** REQUIREMENT **
Can you set out as a numbered list the lines in the items below, beginning with the line that contains "Task: set a pin on each instance of the utility" and running through the line that contains "point(290, 244)", with blank lines omitted?

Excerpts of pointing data
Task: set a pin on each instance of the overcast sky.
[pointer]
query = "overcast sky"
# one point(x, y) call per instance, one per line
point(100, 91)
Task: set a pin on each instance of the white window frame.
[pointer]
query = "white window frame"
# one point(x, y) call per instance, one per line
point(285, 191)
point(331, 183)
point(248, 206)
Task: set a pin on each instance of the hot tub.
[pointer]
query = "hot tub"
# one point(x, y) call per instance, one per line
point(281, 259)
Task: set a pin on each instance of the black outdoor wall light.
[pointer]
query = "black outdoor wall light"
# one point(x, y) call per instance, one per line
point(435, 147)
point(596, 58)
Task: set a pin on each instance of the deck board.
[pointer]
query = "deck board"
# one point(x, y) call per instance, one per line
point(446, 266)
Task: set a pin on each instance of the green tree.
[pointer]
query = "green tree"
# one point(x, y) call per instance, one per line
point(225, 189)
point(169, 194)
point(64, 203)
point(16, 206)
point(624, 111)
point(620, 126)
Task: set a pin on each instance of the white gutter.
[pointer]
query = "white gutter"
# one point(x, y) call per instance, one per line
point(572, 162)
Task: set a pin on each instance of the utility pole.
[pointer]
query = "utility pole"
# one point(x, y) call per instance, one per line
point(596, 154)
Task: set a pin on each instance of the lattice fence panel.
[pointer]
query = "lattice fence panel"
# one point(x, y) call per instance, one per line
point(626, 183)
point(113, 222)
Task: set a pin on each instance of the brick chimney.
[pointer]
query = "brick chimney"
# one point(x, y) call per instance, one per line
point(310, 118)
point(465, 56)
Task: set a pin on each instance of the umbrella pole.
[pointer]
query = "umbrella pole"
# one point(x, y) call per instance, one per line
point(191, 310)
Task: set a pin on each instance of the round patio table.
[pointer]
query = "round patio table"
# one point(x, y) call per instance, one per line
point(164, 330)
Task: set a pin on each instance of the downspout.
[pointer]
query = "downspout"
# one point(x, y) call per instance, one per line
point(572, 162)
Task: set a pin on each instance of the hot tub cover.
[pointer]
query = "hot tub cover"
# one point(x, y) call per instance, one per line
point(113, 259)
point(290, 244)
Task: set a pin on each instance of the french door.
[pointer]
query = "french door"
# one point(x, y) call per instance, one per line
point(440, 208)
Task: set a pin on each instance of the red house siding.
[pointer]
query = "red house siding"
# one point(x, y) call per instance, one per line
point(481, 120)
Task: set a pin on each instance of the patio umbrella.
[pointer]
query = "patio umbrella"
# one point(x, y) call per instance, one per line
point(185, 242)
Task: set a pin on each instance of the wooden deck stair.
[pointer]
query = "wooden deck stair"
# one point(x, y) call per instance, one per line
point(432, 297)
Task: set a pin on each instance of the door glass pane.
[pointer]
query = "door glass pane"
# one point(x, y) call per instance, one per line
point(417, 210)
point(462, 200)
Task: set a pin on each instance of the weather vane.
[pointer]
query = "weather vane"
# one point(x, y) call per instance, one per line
...
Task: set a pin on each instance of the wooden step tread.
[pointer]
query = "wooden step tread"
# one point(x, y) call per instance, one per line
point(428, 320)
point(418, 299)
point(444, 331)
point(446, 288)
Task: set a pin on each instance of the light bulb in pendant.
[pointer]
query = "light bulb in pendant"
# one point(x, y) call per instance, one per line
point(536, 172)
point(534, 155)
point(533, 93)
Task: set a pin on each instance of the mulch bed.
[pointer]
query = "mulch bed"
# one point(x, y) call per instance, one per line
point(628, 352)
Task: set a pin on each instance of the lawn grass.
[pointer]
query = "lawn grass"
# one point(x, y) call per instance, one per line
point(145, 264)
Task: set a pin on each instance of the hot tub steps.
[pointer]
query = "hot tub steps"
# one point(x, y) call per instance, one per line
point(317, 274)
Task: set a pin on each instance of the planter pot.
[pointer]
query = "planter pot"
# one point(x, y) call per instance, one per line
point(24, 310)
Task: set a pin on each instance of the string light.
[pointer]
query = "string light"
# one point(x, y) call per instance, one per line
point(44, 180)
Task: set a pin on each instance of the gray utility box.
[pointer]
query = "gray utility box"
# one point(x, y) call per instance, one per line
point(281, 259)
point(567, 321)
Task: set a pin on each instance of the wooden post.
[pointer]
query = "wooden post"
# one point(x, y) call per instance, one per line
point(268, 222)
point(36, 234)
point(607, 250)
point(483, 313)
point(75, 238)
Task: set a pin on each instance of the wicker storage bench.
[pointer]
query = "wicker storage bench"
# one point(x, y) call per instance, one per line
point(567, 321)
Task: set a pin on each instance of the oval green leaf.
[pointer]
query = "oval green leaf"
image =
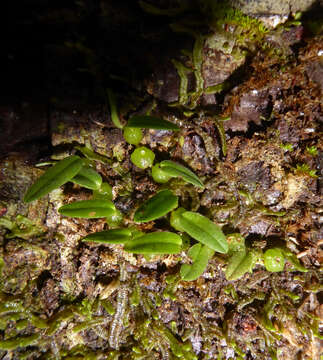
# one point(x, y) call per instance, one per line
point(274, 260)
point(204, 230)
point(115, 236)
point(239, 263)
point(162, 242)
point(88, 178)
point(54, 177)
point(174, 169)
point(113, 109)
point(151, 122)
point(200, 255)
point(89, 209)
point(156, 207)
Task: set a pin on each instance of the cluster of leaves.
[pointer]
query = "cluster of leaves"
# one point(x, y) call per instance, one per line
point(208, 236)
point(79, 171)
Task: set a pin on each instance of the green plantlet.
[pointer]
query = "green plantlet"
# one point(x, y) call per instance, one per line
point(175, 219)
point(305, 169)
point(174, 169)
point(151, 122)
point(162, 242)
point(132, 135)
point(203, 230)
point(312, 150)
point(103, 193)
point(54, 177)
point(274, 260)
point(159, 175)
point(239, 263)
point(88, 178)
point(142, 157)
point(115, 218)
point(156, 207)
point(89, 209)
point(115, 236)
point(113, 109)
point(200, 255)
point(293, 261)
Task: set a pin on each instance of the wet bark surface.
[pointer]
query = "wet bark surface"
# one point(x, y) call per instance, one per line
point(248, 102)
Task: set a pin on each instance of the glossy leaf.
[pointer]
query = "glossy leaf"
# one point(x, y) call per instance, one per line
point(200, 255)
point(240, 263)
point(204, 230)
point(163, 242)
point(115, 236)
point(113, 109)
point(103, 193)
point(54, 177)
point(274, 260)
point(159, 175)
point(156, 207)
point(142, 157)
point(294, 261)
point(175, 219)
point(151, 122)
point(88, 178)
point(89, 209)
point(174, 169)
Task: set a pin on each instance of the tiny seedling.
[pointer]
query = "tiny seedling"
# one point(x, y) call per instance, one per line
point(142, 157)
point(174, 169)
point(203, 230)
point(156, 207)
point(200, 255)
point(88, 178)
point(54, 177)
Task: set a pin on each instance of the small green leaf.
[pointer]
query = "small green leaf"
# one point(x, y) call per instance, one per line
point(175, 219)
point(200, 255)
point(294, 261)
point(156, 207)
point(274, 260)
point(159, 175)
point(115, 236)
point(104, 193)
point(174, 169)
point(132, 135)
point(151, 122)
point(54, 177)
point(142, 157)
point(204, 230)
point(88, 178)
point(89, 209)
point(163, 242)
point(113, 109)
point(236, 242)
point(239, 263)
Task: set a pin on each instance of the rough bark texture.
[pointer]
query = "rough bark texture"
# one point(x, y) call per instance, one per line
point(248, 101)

** THE RESPONSE **
1. Task: set a pin on each instance of the utility pole.
2. [pointer]
3. query = "utility pole"
4. # one point(x, y) call per instance, one per line
5. point(596, 154)
6. Task: set a pin on each instance of the lattice fence panel.
7. [pointer]
8. query = "lattice fence panel"
9. # one point(x, y) call per instance, one per line
10. point(626, 183)
11. point(113, 222)
12. Task: set a pin on each instance of the brick chimney.
13. [pointer]
14. query = "brick chimney"
15. # one point(x, y) call per instance, one per line
16. point(310, 118)
17. point(465, 56)
18. Task: set a pin on each instance of the umbrella pole.
19. [pointer]
20. query = "umbrella pole"
21. # one point(x, y) call per instance, one per line
22. point(191, 310)
23. Task: set a pin on each instance of the round patio table.
24. [pointer]
25. query = "round patio table"
26. # one point(x, y) call per instance, one per line
27. point(164, 330)
28. Task: set a pin on each instance of the downspout.
29. [pointer]
30. query = "downspout"
31. # one point(x, y) call per instance, one per line
32. point(572, 162)
33. Task: set a pin on each instance of the hot tub cover.
34. [pointer]
35. query = "hot tub cover"
36. # one point(x, y) call per instance, one per line
37. point(113, 259)
38. point(290, 244)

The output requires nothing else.